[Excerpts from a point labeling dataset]
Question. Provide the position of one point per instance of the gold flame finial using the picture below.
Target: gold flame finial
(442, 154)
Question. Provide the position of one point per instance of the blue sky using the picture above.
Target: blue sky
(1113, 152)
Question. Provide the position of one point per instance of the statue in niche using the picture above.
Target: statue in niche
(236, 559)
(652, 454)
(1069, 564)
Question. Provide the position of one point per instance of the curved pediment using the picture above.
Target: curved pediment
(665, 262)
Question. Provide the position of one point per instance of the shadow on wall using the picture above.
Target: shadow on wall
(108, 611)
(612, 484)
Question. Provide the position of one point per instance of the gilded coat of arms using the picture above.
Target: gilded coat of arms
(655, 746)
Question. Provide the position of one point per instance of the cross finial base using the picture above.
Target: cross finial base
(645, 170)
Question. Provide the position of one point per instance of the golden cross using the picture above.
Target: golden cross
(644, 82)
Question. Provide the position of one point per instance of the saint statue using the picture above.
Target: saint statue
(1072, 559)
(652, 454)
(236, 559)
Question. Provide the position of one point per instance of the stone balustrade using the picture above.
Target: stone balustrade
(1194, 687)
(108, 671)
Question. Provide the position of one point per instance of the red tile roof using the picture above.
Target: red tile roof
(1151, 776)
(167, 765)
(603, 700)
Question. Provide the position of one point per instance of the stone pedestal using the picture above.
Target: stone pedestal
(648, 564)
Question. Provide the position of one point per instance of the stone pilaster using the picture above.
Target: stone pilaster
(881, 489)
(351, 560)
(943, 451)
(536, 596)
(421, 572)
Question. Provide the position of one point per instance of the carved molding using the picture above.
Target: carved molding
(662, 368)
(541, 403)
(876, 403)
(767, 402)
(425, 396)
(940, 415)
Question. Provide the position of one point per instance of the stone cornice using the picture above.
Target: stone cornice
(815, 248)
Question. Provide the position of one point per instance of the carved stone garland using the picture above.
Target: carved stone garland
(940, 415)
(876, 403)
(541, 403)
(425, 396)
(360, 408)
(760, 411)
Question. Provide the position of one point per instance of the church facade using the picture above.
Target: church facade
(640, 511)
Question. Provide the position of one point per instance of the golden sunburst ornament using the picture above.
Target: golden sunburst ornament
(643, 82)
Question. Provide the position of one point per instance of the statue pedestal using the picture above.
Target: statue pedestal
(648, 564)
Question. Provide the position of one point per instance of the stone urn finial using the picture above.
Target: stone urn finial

● Goal of the exercise
Return every line above, unchanged, from the very first one down to the line containing "(1113, 152)", both ends included.

● Reply
Question. Provide the position of one point per instance of the gold flame finial using the picture below.
Target: gold flame finial
(442, 154)
Question. Provide the position of one point per instance of the blue sky using the picture above.
Target: blue sky
(1113, 152)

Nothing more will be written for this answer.